**WHAT TO DO**
Leave out the pictures and give back all the entries exactly as written.

**RAW DATA**
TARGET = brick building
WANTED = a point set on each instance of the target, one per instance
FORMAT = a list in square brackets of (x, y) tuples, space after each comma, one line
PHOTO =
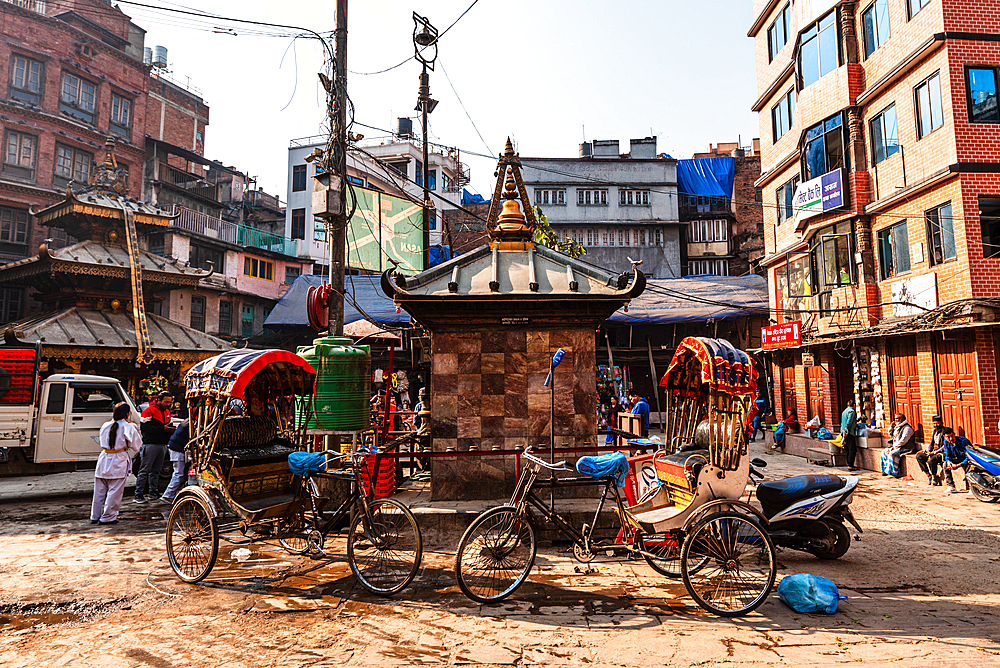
[(74, 75), (881, 181)]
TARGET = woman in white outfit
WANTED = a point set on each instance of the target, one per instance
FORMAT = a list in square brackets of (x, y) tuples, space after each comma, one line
[(120, 440)]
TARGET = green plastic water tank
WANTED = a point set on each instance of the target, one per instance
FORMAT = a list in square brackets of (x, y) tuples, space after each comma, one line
[(343, 383)]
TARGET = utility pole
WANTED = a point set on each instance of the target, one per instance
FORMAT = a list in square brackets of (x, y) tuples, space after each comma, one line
[(337, 226), (424, 36)]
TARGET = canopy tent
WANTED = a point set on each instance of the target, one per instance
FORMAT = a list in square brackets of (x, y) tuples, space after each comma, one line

**EXERCISE OUTPUT**
TARGET = brick building
WANTED = a point set on each instance of the target, one per instance
FORMAT = a list in square brackets of (x, y) tuples, space after each comma, one line
PHOTO =
[(74, 75), (881, 181)]
TARGET = woman in white outfit
WANTED = a point set on each instance of the target, one per instance
FORMAT = a list in square brackets of (x, y) tuples, space after each comma, one line
[(120, 440)]
TARGET = green plastic water tank
WANTED = a point set on each instance of the target, one per instance
FORMAT = a list in square brackets of (x, y) tuples, space after each comma, one line
[(343, 383)]
TARGET = utility pole
WANTED = a point set on each instance of the target, one per instance
FORMAT = a list in square brackets of (x, y) tuples, space after each comma, one line
[(337, 226), (424, 36)]
TARGET = canopy tent
WANTED = a point set on each instance of the target, one per instance
FORMAT = a list in square brackets of (x, y) tuples, space after each comma, one line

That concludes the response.